Records from a data source
....

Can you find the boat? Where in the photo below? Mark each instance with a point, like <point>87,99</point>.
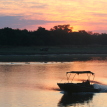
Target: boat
<point>84,86</point>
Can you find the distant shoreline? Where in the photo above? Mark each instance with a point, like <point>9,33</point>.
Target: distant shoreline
<point>52,57</point>
<point>44,54</point>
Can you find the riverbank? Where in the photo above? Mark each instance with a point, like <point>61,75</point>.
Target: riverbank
<point>45,54</point>
<point>53,50</point>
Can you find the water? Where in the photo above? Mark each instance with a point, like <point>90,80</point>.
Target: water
<point>34,84</point>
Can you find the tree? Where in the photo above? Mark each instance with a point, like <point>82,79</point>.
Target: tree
<point>65,28</point>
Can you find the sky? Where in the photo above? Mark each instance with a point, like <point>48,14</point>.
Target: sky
<point>89,15</point>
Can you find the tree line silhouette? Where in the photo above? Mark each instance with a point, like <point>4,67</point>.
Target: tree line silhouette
<point>57,36</point>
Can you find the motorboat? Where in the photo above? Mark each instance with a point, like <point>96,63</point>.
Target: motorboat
<point>84,86</point>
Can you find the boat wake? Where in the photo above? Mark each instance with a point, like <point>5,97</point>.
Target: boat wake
<point>102,88</point>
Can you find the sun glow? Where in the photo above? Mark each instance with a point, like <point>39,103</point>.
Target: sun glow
<point>87,15</point>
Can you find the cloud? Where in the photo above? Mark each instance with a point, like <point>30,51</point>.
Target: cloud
<point>18,22</point>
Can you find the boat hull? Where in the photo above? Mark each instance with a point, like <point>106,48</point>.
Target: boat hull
<point>74,88</point>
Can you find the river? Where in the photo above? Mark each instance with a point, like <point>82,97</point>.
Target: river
<point>34,84</point>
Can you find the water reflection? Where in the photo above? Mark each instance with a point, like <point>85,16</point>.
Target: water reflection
<point>75,99</point>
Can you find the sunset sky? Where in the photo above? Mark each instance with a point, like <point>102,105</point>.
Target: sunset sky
<point>89,15</point>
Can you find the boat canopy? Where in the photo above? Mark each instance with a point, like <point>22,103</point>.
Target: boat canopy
<point>80,72</point>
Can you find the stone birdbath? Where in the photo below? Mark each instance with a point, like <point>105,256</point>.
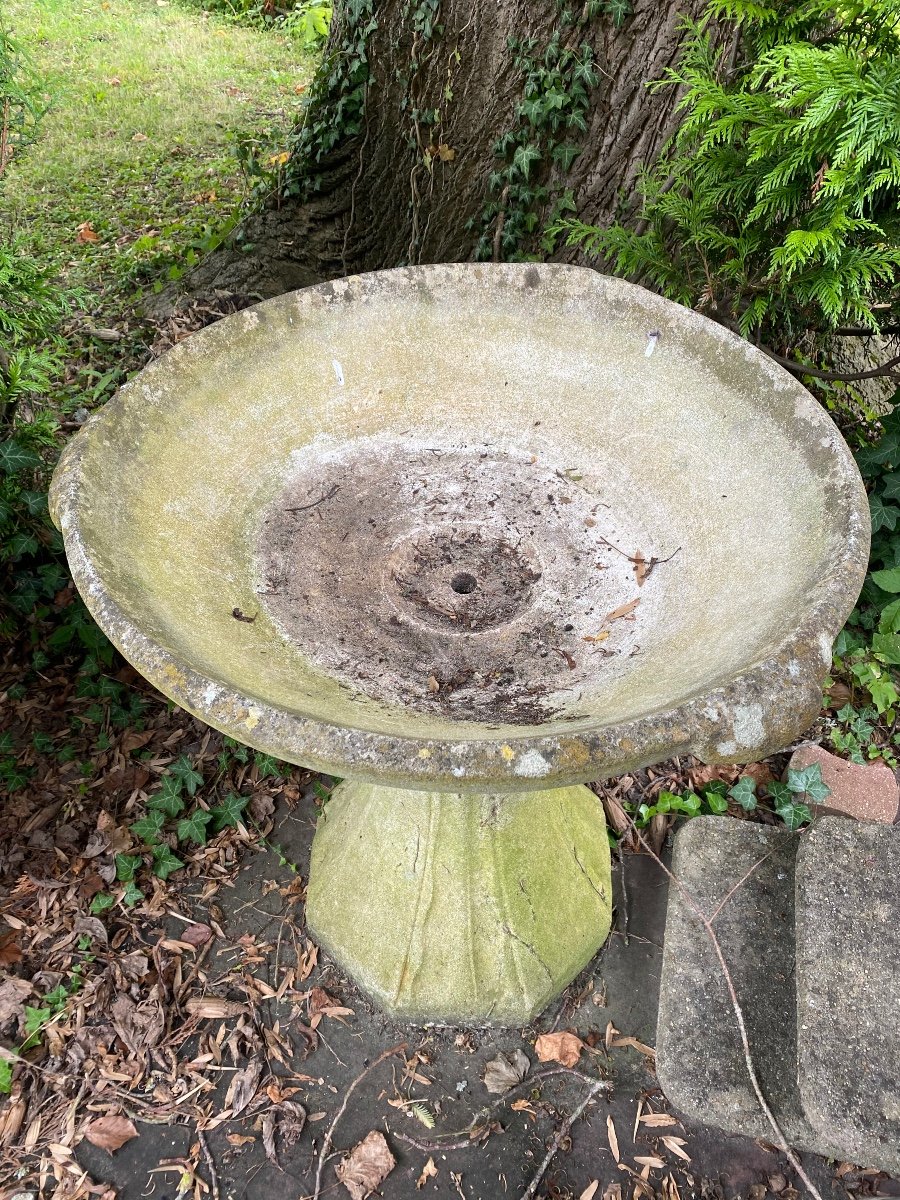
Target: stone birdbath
<point>467,537</point>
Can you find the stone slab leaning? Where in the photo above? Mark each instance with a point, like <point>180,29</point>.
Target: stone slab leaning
<point>813,941</point>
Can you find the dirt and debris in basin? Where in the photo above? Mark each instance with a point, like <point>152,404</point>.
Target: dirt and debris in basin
<point>477,585</point>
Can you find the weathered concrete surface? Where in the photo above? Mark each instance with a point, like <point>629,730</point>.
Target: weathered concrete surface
<point>849,988</point>
<point>701,1062</point>
<point>162,496</point>
<point>867,792</point>
<point>813,941</point>
<point>457,907</point>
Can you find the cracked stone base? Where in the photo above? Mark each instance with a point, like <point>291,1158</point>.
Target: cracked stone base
<point>449,907</point>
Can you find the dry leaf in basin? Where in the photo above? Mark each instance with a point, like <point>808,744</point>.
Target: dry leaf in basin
<point>562,1048</point>
<point>429,1173</point>
<point>503,1073</point>
<point>111,1133</point>
<point>366,1167</point>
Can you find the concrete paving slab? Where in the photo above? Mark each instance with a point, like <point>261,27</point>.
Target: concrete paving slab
<point>849,988</point>
<point>701,1062</point>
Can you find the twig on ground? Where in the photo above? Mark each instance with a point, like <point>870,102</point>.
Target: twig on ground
<point>431,1146</point>
<point>706,922</point>
<point>329,1137</point>
<point>210,1164</point>
<point>624,897</point>
<point>559,1137</point>
<point>333,491</point>
<point>483,1114</point>
<point>743,880</point>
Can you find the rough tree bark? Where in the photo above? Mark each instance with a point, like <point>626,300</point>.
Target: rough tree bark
<point>415,175</point>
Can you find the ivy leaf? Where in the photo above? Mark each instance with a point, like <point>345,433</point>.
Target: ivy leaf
<point>744,792</point>
<point>619,10</point>
<point>525,156</point>
<point>779,793</point>
<point>193,828</point>
<point>126,867</point>
<point>168,798</point>
<point>795,815</point>
<point>13,457</point>
<point>886,647</point>
<point>229,811</point>
<point>132,895</point>
<point>808,781</point>
<point>149,827</point>
<point>889,486</point>
<point>165,862</point>
<point>183,769</point>
<point>885,516</point>
<point>267,766</point>
<point>717,803</point>
<point>888,581</point>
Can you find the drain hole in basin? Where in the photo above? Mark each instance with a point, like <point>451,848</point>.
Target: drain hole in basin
<point>463,583</point>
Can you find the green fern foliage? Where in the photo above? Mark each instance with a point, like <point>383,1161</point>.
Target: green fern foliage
<point>777,205</point>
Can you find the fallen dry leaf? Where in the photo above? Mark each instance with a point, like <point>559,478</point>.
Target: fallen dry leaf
<point>85,233</point>
<point>244,1086</point>
<point>215,1007</point>
<point>10,949</point>
<point>13,993</point>
<point>658,1120</point>
<point>429,1173</point>
<point>503,1073</point>
<point>562,1048</point>
<point>269,1139</point>
<point>642,1048</point>
<point>197,935</point>
<point>612,1138</point>
<point>366,1167</point>
<point>135,739</point>
<point>111,1133</point>
<point>675,1146</point>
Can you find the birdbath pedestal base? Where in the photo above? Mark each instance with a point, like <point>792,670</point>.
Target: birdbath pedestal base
<point>457,907</point>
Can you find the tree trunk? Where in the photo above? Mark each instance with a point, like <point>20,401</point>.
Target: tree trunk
<point>451,130</point>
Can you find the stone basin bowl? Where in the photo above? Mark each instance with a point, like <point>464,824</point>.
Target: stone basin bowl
<point>469,529</point>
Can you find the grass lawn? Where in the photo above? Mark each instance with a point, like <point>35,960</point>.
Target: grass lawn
<point>139,148</point>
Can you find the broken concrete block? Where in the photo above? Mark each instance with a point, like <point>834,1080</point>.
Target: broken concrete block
<point>849,988</point>
<point>865,792</point>
<point>700,1060</point>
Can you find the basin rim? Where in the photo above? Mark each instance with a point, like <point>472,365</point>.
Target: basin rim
<point>775,696</point>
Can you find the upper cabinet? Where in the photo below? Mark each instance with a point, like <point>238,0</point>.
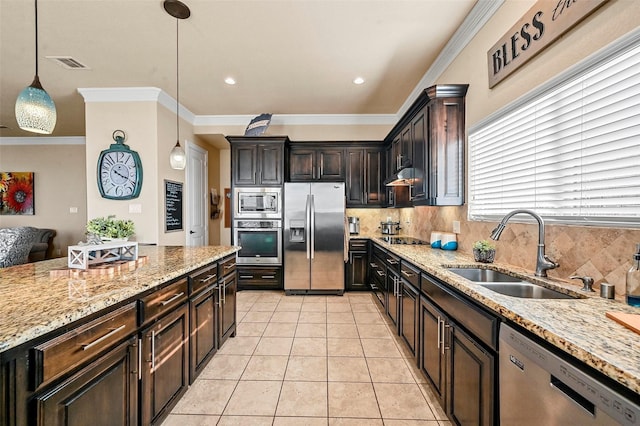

....

▸ The task: Rewrite the material from its start through the line containing "<point>65,28</point>", with both ends included, replacing "riverbank" with "river edge" and keeping everything else unchanged. Leave the pictures out of your answer.

▸ Completed exercise:
Can you find the boat? Where in the photo below? Mark each instance with a point, like <point>87,99</point>.
Target: boat
<point>84,86</point>
Can you find the distant shoreline? Where in the photo above? Mark each instance with a point, like <point>9,33</point>.
Target: distant shoreline
<point>52,57</point>
<point>44,54</point>
Can you find the river edge? Where in the photo above? Mark each instance with a point, like <point>61,75</point>.
Target: river edge
<point>45,54</point>
<point>53,50</point>
Can you find the water? Where in the photo above? Mark each instance with a point, like <point>90,80</point>.
Target: water
<point>34,84</point>
Can you find the tree? Where in the photo above? Mark each instance with a point, like <point>82,79</point>.
Target: tree
<point>65,28</point>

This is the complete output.